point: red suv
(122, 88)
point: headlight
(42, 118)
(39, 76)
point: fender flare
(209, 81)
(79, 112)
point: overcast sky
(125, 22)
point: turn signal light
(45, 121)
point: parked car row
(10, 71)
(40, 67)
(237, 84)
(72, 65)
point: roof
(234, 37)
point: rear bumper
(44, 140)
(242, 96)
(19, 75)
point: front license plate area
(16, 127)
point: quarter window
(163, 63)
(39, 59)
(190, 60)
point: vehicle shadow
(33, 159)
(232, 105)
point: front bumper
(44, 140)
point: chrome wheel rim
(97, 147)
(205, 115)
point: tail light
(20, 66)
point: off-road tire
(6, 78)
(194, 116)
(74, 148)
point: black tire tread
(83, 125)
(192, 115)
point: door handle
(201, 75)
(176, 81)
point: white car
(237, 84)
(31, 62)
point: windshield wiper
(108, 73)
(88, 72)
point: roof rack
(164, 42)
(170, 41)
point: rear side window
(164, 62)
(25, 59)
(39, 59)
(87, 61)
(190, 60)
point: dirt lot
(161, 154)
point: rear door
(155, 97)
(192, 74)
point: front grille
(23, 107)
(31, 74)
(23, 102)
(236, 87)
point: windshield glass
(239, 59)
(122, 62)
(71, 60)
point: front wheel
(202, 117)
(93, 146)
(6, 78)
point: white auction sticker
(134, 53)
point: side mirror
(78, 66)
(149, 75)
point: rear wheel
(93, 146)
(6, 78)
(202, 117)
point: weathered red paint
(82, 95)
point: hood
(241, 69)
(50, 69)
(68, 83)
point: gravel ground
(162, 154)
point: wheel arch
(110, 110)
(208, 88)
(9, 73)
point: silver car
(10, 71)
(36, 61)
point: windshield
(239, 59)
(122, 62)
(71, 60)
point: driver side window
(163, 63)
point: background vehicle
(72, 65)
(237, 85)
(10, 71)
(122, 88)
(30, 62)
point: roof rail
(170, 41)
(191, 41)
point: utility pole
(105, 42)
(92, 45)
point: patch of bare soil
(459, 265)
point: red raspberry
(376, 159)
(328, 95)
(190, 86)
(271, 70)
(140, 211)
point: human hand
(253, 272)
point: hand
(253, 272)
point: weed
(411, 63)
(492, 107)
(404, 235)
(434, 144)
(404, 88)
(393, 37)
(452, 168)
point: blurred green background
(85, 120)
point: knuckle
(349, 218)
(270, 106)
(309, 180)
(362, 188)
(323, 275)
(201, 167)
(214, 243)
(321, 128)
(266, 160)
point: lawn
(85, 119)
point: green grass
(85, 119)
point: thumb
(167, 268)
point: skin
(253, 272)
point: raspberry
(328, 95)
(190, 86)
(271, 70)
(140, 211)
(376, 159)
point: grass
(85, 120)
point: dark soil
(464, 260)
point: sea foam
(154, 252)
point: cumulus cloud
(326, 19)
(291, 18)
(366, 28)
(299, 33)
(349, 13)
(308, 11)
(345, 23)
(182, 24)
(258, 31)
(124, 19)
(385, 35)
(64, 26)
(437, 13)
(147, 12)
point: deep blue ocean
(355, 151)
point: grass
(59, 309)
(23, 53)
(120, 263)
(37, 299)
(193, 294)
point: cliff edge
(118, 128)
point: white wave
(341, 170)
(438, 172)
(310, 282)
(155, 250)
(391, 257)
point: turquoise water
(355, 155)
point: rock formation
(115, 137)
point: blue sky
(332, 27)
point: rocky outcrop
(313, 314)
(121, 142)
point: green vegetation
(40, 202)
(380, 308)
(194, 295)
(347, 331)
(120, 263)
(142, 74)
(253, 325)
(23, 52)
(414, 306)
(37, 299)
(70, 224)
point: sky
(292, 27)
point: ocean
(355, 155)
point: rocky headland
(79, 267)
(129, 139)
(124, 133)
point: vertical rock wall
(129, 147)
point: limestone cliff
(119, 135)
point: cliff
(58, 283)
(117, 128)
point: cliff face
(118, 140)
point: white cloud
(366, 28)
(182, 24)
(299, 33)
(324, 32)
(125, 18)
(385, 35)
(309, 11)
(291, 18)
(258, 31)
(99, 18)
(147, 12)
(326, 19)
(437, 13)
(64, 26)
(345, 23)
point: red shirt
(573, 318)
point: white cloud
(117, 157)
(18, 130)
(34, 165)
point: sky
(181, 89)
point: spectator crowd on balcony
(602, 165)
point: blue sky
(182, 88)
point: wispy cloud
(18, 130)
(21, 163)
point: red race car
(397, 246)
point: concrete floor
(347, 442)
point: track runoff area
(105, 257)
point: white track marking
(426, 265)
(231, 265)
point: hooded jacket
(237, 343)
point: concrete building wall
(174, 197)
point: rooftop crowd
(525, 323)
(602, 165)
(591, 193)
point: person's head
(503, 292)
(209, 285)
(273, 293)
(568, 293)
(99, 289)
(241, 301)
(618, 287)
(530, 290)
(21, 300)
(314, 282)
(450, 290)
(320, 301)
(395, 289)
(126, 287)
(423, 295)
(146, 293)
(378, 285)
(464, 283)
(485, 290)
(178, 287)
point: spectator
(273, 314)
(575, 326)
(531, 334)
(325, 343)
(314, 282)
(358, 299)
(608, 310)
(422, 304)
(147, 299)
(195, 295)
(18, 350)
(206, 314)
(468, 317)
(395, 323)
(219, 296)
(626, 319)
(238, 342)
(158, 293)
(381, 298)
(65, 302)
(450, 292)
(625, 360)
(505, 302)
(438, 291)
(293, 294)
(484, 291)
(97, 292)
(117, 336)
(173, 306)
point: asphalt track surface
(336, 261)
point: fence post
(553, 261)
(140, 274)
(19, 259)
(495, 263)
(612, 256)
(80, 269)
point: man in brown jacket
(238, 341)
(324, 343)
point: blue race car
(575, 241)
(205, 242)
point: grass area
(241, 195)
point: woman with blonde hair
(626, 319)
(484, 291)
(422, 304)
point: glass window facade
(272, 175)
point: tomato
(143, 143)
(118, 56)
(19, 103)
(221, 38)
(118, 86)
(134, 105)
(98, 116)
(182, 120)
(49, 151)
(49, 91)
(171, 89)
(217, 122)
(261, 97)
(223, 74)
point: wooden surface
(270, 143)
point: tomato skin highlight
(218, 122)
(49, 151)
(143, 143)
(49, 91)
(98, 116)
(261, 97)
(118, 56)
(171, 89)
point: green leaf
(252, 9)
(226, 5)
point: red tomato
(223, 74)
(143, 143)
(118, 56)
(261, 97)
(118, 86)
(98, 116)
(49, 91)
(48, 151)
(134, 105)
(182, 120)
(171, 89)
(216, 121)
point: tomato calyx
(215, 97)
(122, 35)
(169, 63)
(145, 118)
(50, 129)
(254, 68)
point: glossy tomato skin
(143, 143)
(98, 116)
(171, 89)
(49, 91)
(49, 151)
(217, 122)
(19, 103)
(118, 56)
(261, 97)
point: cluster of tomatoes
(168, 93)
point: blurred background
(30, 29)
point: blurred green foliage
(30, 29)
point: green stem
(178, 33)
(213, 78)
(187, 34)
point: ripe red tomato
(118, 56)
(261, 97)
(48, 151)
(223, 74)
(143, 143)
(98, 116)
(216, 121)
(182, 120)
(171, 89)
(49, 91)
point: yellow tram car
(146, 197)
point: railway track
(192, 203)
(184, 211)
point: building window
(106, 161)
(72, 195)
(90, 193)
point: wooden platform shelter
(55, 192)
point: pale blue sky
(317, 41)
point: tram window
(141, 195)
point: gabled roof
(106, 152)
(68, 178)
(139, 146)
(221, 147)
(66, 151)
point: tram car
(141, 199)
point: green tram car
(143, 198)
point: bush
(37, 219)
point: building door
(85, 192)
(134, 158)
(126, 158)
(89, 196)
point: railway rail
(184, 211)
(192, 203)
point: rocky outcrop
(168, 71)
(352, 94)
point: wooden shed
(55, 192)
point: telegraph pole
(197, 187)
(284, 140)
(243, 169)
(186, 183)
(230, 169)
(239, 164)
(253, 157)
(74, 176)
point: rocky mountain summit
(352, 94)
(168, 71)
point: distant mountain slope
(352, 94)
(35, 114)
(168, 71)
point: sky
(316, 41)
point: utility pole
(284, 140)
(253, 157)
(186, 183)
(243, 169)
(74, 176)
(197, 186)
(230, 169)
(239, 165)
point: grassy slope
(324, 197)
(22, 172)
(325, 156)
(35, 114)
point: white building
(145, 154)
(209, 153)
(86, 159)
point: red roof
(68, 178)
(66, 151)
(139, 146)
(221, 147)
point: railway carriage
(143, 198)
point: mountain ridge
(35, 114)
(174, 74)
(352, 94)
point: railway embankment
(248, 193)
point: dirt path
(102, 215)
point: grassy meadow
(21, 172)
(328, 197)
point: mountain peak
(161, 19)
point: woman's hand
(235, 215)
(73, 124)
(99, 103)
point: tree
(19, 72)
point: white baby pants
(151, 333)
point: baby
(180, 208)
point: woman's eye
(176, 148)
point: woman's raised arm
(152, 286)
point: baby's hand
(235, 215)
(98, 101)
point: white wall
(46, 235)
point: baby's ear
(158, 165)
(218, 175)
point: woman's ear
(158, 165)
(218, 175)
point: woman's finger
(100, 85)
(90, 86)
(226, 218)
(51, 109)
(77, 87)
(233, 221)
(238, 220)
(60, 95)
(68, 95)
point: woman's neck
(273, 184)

━━━━━━━━━━━━━━━━

#### Written exercise
Give back exactly the lines from the one containing "point: grassy slope" to the end of the material, both ends included.

#### Task solution
point: grassy slope
(324, 197)
(22, 172)
(325, 156)
(35, 114)
point: white building
(145, 154)
(209, 153)
(86, 159)
point: red roof
(68, 178)
(66, 151)
(139, 146)
(221, 147)
point: railway carriage
(143, 198)
point: mountain ridge
(35, 114)
(174, 74)
(352, 94)
point: railway embankment
(248, 193)
point: dirt path
(102, 215)
point: grassy meadow
(21, 172)
(328, 197)
point: mountain peak
(161, 19)
point: woman's hand
(235, 215)
(73, 124)
(99, 103)
point: tree
(19, 72)
point: white baby pants
(151, 333)
point: baby
(180, 208)
point: woman's eye
(176, 148)
point: woman's raised arm
(152, 286)
point: baby's hand
(235, 215)
(98, 101)
point: white wall
(46, 235)
point: baby's ear
(158, 165)
(218, 175)
point: woman's ear
(158, 165)
(218, 175)
point: woman's finger
(100, 85)
(90, 86)
(226, 218)
(51, 109)
(77, 87)
(233, 221)
(238, 220)
(60, 95)
(68, 95)
point: woman's neck
(273, 184)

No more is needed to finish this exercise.